__Exercise__:
Nothing in the entries should change; repeat them exactly.
Available data: Begin
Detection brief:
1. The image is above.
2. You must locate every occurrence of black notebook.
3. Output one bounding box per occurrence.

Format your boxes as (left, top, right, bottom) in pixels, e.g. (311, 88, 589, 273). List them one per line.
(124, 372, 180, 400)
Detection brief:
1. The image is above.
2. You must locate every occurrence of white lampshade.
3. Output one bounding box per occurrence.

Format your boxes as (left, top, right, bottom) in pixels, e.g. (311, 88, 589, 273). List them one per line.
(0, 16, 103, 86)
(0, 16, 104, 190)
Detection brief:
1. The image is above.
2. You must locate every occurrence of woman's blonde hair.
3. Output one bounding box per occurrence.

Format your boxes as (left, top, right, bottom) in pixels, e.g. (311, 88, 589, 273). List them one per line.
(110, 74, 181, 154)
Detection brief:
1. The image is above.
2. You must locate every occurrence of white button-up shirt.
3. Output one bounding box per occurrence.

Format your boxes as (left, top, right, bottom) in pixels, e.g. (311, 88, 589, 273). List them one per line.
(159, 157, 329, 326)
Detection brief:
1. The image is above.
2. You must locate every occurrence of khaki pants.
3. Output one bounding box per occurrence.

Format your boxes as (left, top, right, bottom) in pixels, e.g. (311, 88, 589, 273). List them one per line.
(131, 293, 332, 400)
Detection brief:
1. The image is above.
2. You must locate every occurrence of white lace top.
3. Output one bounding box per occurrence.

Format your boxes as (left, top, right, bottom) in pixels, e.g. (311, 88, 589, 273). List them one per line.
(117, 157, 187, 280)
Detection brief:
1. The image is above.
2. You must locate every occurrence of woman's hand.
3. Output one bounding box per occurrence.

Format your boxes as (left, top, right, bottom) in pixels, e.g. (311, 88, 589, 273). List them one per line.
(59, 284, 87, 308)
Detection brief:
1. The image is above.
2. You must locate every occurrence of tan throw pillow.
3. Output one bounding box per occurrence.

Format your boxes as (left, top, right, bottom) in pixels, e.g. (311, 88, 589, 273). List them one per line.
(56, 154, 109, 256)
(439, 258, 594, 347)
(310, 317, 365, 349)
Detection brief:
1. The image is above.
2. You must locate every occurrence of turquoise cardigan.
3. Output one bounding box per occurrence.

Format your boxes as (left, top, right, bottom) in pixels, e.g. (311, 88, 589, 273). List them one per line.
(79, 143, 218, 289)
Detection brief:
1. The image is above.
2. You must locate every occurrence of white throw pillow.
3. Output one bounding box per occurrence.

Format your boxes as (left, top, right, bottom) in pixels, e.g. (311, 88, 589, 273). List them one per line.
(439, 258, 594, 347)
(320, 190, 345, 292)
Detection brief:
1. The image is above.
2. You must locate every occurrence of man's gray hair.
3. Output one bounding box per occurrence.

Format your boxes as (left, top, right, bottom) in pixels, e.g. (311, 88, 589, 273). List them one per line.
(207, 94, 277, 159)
Available data: End
__Answer space__:
Detection brief:
1. The image is above.
2. You must locate every occurrence of black notebook.
3. Output one bounding box per occurrence.

Format your boxes as (left, top, right, bottom) in pixels, e.g. (311, 88, 589, 273). List them one per line.
(124, 372, 180, 400)
Detection brief:
1. The image is above.
2. You must locate every occurrence of white lampshade.
3. Output one bounding box per occurrence.

Format your boxes as (left, top, right, bottom) in pixels, e.g. (311, 88, 589, 273). List them one per line.
(0, 16, 103, 86)
(0, 16, 104, 190)
Detection brief:
1. The image is above.
2. You must locate every occurrence of woman's blonde hair.
3. Output one bounding box per occurrence.

Format your boxes as (left, top, right, bottom) in pixels, e.g. (311, 88, 589, 273). List them one per line.
(110, 74, 181, 154)
Detection brief:
1. The image is above.
2. You must locate every occurrence of white button-up shirt.
3. Output one bounding box per occurrence.

Format your boxes as (left, top, right, bottom) in pixels, e.g. (311, 88, 589, 273). List them one per line.
(159, 157, 329, 326)
Detection brief:
1. The image is above.
2. You must locate every occurrence of khaki pants.
3. Output one bounding box per occurrence.

Format your boxes as (left, top, right, bottom) in pixels, e.g. (311, 88, 589, 273). List them one per line.
(131, 293, 332, 400)
Detection brief:
1. The image is above.
2. You must locate every occurrence of white lace top.
3. Output one bounding box per occurrence.

Format your boxes as (left, top, right, bottom) in pixels, e.g. (311, 88, 589, 273). List them one per line.
(117, 157, 187, 280)
Detection brief:
1. The image is above.
2. You must locate every occurrence of woman's hand.
3. Output one bounding box per occurrence.

Format your boxes as (left, top, right, bottom) in pixels, e.g. (311, 88, 589, 273). List them one per line.
(59, 284, 87, 308)
Detection brief:
1. The image is above.
2. You must locate every occurrence of tan throw pillow.
3. Output one bounding box per occurrence.

Format your boxes as (left, top, right, bottom) in pixels, e.g. (311, 88, 589, 273). List them one per line.
(56, 154, 109, 256)
(439, 258, 594, 347)
(310, 317, 365, 349)
Detection brief:
1. The image is above.
2. You must locate every occurrence of turquoise cardigan.
3. Output one bounding box per occurrence.

Format your boxes as (left, top, right, bottom) in pixels, e.g. (311, 88, 589, 273). List them one per line.
(79, 143, 218, 289)
Detection brief:
1. The image is above.
2. You must locate every occurrence of white throw pillow.
3. Output one bounding box per occurrence.

Format your boxes as (left, top, right, bottom) in pixels, e.g. (311, 88, 589, 273). List them one per line.
(439, 258, 594, 347)
(320, 190, 345, 292)
Detection brief:
1. The image is above.
2. You must locate every occurrence of man's gray hair.
3. Output one bounding box per occurrence.

Format your boxes as (left, top, right, bottom) in pixels, e.g. (311, 88, 589, 273). List them one per line.
(207, 94, 277, 159)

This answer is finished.